**WHAT YOU ARE ASKED TO DO**
With the records in front of you, set every one of them down exactly.
━━━━━ EXTRACTED RECORDS
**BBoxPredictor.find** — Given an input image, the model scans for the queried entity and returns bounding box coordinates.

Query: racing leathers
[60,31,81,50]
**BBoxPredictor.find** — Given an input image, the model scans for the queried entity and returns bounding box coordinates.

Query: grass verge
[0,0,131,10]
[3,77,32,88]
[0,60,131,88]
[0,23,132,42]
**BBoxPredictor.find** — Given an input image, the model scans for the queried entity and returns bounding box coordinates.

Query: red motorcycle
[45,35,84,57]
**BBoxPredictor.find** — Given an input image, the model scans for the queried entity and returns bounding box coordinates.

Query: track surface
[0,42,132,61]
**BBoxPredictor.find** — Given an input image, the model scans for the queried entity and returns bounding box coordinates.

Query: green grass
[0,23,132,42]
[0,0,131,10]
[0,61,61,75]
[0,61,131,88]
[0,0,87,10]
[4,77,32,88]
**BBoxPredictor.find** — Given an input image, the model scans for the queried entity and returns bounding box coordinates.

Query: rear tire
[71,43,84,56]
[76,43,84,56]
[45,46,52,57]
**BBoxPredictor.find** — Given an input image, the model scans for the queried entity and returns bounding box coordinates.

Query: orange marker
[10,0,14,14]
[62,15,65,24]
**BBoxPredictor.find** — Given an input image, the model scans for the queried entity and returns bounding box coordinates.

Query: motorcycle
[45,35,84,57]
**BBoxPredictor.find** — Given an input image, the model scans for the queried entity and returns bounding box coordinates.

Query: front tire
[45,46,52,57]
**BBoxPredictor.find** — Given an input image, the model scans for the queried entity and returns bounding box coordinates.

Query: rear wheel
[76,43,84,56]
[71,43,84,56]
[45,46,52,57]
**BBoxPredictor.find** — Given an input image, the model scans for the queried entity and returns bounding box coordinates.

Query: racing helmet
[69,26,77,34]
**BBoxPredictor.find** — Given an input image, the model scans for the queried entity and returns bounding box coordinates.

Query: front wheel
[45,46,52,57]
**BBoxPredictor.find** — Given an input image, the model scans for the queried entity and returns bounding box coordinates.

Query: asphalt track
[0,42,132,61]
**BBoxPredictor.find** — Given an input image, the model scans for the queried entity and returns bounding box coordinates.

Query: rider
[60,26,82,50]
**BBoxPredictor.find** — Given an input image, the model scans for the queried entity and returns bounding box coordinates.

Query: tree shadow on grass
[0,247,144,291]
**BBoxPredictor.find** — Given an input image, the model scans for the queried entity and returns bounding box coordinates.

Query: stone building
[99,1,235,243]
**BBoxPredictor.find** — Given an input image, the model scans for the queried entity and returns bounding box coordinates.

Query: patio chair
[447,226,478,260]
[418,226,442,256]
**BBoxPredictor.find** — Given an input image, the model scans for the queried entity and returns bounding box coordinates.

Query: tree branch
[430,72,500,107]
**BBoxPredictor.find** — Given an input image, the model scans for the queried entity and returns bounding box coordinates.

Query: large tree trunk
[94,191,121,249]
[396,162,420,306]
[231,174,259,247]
━━━━━━━━━━
**COMPLETED TASK**
**BBoxPredictor.find** — Given an input image, the model scans for the queried entity and returns bounding box coordinates.

Query: racing leathers
[60,31,81,50]
**BBoxPredictor.find** — Given an input image, the model scans for the queried entity and returns bounding box coordinates.

Query: grass verge
[0,0,131,10]
[3,77,32,88]
[0,60,131,88]
[0,23,132,42]
**BBoxPredictor.find** — Given an input image, the model scans for the queried entity and returns bounding box coordinates.

Query: red motorcycle
[45,35,84,57]
**BBoxPredictor.find** — Given an input image, the model scans for the queried entity and returns bounding box coordinates.

Query: track surface
[0,42,132,61]
**BBoxPredictor.find** — Given an input image, the model scans for the queried entity and returns bounding box coordinates.

Query: green grass
[0,23,132,42]
[0,0,131,10]
[0,61,61,75]
[0,61,131,88]
[0,0,87,10]
[4,77,32,88]
**BBoxPredictor.find** — Given an input image, the model scans for the queried entity and returns bounding box coordinates.

Query: rear tire
[71,43,84,56]
[76,43,84,56]
[45,46,52,57]
**BBoxPredictor.find** — Given an input image, the model scans for the queried entity and returns bounding box coordinates.

Query: orange marker
[10,0,14,14]
[62,15,65,24]
**BBoxPredictor.find** — Given an input image, the model scans for the queried entity and returns bounding box coordinates.

Query: motorcycle
[45,35,84,57]
**BBoxPredictor.find** — Given an input image, the model scans for the queried entity and returns bounding box coordinates.

Query: front tire
[45,46,52,57]
**BBoxPredictor.find** — Given an input image, the model scans for the queried entity and returns bounding box coordinates.

Query: rear wheel
[76,43,84,56]
[71,43,84,56]
[45,46,52,57]
**BBoxPredictor.find** — Given an input image, the model scans for the queried entity and returns bounding box coordinates.

Query: racing helmet
[69,26,77,34]
**BBoxPredictor.find** — Given an input image, the model scans for the queried entity and returns bounding box coordinates.

Query: front wheel
[45,46,52,57]
**BBoxPredictor.find** — Given an input image, the model scans for the queried entity and returns bounding box coordinates.

Query: asphalt track
[0,42,132,61]
**BBoxPredictor.find** — Given an input image, the model scans for the queried entity and returns bounding box coordinates.

Query: rider
[60,26,82,50]
**BBoxPredictor.find** — Given an input image, the model scans for the queried entity and returns bounding box coordinates.

Query: tree shadow on grass
[0,247,144,291]
**BBoxPredictor.find** — Given an input image, the model scans for the queried entity and returns bounding box coordinates.

Query: stone building
[99,1,235,243]
**BBoxPredictor.find** — Given an input image, the model scans for the queried entity and returns bounding box coordinates.

Query: patio chair
[447,226,478,260]
[418,226,442,256]
**BBoxPredictor.find** — Given an input image, the model scans for the queried entity and returns bounding box coordinates.

Query: tree branch
[430,72,500,107]
**BBoxPredictor.find** — Given an input image, the model scans for the queried entity and returns bounding box coordinates.

Query: large tree trunk
[94,191,121,249]
[396,162,420,306]
[231,174,259,247]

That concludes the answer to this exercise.